--- Start ---

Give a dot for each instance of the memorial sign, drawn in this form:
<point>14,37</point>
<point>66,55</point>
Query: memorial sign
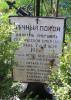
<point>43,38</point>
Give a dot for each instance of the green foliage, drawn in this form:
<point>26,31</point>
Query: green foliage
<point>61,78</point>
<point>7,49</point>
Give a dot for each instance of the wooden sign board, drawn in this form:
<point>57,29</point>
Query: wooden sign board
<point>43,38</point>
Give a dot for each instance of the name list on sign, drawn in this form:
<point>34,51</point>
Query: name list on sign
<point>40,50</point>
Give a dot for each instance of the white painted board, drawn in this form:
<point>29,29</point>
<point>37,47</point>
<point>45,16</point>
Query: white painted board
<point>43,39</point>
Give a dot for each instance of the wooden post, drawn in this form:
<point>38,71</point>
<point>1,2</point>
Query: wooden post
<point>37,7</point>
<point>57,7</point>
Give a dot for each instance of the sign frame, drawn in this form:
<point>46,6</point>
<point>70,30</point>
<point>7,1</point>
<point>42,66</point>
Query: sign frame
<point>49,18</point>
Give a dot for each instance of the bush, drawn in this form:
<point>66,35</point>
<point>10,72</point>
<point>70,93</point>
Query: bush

--- End ---
--- Start ---

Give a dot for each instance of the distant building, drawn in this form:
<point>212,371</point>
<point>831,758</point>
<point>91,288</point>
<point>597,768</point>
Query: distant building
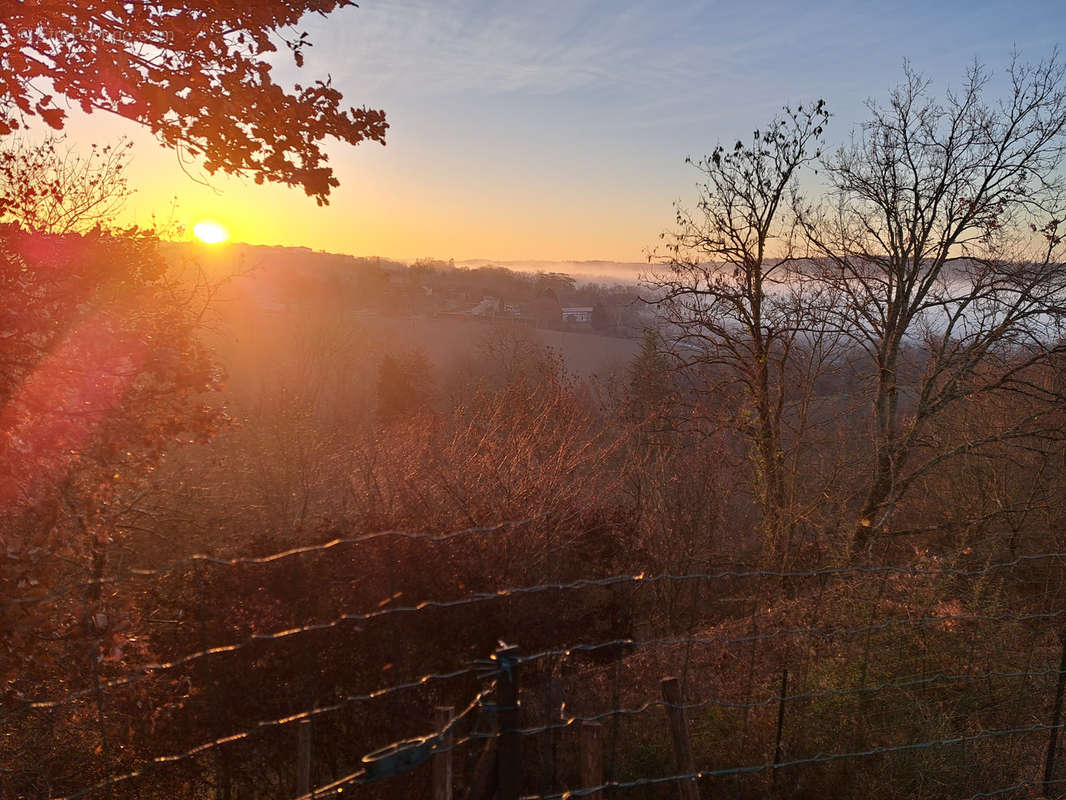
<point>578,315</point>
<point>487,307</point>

--- End ---

• [Aim] Output the data from the line containing "Give a dot for each instance of the sign" through the line containing "Query: bush", inclusive, as a Markdown table with the columns Row and Data line. Number each line and omit any blank lines.

• [Result below]
| Row | Data line |
|---|---|
| 1 | Give a dot for each instance of the sign frame, drawn in this form: |
| 2 | <point>46,6</point> |
| 3 | <point>70,30</point> |
| 4 | <point>7,1</point> |
| 5 | <point>42,66</point> |
| 6 | Query: sign frame |
| 7 | <point>49,18</point> |
| 8 | Give a dot for each instance of the bush, drawn in this form: |
| 9 | <point>66,35</point> |
| 10 | <point>10,72</point> |
| 11 | <point>70,93</point> |
| 12 | Query: bush |